→ **Excerpted text**:
*-*-*

The third and last uses curly braces, with each argument in a separate pair of braces:
log in => lgn @v{logs in}{logged in}{logged in}{logging in}
Each argument can contain any character except newlines and closing curly braces.
For instance, you might write:
you're => v_e @apos
Or:
easy => fas @adj[easier easiest]
If you annotate a line that has comma-separated sources, the annotation function will be applied to each of the sources in turn.
See the Annotations section for details on tersen’s built-in annotations and how you can write your own.
Flags¶
The following characters of punctuation, called flags, when placed at the start of a line in the dictionary, have special effects. Any number of flags can be used together, and if the same flag is used twice, tersen will behave as if it were used only once.
!
The cut flag causes tersen to stop parsing the dictionary immediately after this entry. This may be useful if you’re trying to debug a small portion of the dictionary. To reduce the risk of accidentally leaving a cut in the dictionary file, a warning will be printed anytime a cut is present, indicating which line the cut is on.
?
The trace flag causes tersen to print its internal lookup-table structure for all entries generated by this dictionary line. This can be useful when debugging annotations. For multi-word tokens, the structure will be printed back from the first token (so if “Internet Protocol” has a ? by it, the entry for “Internet” will appear, containing “Internet Protocol” as a continuation member).
A warning is printed anytime a trace is present.

*-*-*

→ **Task instructions**:
(A) In the tersen documentation, what does the cut flag make tersen do?
(B) Pick up the tersen documentation after its final sentence and carry it on in the same style.

→ **Data**:
*-*-*

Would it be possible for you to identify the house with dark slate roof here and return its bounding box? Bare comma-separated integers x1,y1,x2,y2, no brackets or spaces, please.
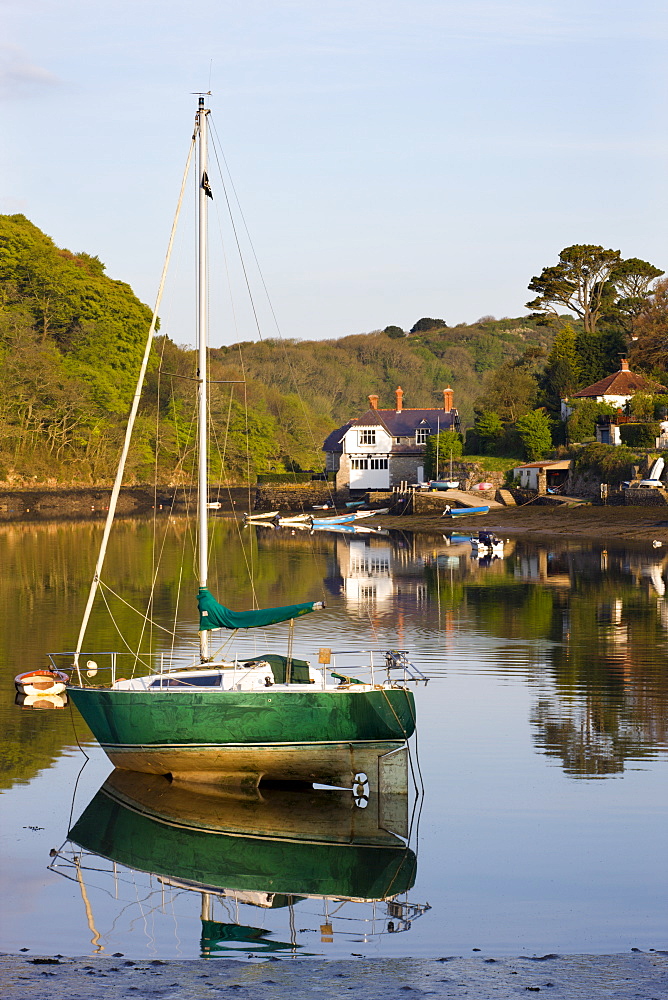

*-*-*

→ **In response**:
(A) It makes tersen stop parsing the dictionary immediately after the entry that carries the flag.

(B)
Note
The trace is printed for all flagged items only after the entire lookup table is built. Therefore, if the entry being traced is not actually inserted successfully (for instance, because it had the same source as an earlier entry), it won’t show up in a trace.
-
The suppress redefinition flag silences any warnings that would otherwise be displayed if any mappings created by this line conflict with existing mappings. This only affects the display of the warning; the original mappings will win, as they would without the flag. This flag is useful when using an annotation that happens to generate an item with the same source as a previous mapping; for instance, the present tense of the verb lead and the singular form of the noun lead are identical, but you might want to include their base forms and attach noun and verb annotations to them in the dictionary.
Annotations¶
Annotations are Lua functions that transform the source and destination of a mapping in an arbitrary way. An annotation can output one mapping or many mappings; for instance, you might wish to add both the singular form and a plural form of a word using an annotation. Several annotations are provided with tersen, and you can easily write your own.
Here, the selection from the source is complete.